[WHAT THE EXERCISE ASKS]
Quote the passage on the humanities and the social sciences word for word, starting with "The caricature was" and going on through "black African, city.".

[SELECTED EXTRACT]
——————————

Still, the pure humanities did better with the public than the social sciences, which were increasingly seen to be areas where people got paid a lot of money to advance narrow political and social agendas that were deeply offensive to the vast majority of ordinary people. Roger Kimball called social science professors "tenured radicals," and the attribution stuck, echoed in thousands of articles in hundreds of conservative magazines and newspapers from one end of the country to the other.

The caricature was helped along by a vocal and flamboyant minority of the professors involved, often from the new "victims' studies" departments, whose behavior only seemed to get more outrageous and nonsensical the worse their reputations became. It was difficult for anybody to defend women's studies in the wake of revelations about courses from which male students were excluded, books that defined all heterosexual intercourse as rape, and "rape awareness" events that trafficked in making false charges against random male students. African-American Studies never quite recovered from its embrace of conspiracy theories claiming that the Greeks stole their civilization from black Africans by way of the library at Alexandria--even though the library wasn't built until after the flowering of Classical Greece and Alexandria was an Egyptian, not a black African, city.

——————————

[INFORMATION PROVIDED]
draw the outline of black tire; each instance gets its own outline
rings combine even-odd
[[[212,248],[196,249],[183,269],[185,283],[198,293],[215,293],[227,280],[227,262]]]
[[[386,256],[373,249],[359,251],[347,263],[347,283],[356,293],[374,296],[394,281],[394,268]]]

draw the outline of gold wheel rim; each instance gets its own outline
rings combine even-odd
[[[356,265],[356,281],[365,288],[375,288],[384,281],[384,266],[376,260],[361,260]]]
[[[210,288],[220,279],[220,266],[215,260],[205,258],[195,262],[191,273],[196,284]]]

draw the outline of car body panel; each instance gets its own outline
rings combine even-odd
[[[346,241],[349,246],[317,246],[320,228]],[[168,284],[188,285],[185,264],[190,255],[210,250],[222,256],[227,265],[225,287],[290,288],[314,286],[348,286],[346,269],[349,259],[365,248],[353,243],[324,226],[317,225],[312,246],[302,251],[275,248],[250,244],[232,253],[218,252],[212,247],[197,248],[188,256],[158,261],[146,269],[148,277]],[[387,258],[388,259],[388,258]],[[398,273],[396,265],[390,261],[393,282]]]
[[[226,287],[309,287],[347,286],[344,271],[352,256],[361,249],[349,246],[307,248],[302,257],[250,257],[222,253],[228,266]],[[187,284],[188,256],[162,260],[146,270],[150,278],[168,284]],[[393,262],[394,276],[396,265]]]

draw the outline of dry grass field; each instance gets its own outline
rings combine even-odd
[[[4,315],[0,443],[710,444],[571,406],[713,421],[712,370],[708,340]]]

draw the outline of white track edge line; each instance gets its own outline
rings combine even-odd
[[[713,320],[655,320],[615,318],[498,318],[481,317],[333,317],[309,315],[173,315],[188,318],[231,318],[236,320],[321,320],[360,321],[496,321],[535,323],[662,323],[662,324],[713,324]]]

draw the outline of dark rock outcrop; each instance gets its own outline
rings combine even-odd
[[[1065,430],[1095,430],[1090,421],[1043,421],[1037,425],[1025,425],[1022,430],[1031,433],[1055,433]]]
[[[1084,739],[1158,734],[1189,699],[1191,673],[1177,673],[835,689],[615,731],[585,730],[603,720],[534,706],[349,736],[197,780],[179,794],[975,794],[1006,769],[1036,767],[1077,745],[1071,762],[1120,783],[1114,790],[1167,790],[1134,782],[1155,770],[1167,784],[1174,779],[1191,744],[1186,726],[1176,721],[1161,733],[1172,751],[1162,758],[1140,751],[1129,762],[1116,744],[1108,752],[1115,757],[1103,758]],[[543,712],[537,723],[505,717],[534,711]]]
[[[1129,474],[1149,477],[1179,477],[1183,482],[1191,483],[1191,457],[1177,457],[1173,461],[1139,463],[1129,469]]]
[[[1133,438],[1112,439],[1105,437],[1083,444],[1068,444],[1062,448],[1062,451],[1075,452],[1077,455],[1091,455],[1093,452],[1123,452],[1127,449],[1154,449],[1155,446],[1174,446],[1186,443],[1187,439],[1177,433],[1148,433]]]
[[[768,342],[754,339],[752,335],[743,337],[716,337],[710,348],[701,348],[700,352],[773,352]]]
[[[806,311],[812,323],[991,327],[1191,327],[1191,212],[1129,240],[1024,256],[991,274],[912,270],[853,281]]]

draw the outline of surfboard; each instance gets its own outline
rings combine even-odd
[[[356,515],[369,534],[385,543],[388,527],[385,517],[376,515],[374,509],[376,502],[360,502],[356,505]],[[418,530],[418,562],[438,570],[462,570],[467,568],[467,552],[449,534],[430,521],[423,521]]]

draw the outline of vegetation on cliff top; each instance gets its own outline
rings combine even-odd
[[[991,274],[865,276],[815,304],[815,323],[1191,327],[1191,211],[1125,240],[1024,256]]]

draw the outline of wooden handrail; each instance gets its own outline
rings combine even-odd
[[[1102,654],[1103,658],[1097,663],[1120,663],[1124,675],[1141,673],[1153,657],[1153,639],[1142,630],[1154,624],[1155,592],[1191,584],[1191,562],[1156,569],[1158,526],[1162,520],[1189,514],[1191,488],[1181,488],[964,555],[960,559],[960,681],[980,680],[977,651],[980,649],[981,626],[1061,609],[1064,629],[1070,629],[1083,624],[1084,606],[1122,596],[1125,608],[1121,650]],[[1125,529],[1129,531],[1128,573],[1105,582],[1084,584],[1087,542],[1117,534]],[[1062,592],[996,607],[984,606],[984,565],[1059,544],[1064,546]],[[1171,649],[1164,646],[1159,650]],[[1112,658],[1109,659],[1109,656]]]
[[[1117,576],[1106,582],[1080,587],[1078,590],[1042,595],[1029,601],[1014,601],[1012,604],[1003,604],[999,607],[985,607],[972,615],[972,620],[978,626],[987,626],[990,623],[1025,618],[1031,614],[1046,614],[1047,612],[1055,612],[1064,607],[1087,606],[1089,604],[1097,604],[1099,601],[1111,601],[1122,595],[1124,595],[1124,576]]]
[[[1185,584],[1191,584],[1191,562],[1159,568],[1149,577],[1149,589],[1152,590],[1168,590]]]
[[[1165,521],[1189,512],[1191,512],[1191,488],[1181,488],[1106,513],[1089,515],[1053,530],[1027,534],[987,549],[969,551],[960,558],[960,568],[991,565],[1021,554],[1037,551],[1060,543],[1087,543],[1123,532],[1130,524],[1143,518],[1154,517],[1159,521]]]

——————————

[RESULT BELOW]
The caricature was helped along by a vocal and flamboyant minority of the professors involved, often from the new "victims' studies" departments, whose behavior only seemed to get more outrageous and nonsensical the worse their reputations became. It was difficult for anybody to defend women's studies in the wake of revelations about courses from which male students were excluded, books that defined all heterosexual intercourse as rape, and "rape awareness" events that trafficked in making false charges against random male students. African-American Studies never quite recovered from its embrace of conspiracy theories claiming that the Greeks stole their civilization from black Africans by way of the library at Alexandria--even though the library wasn't built until after the flowering of Classical Greece and Alexandria was an Egyptian, not a black African, city.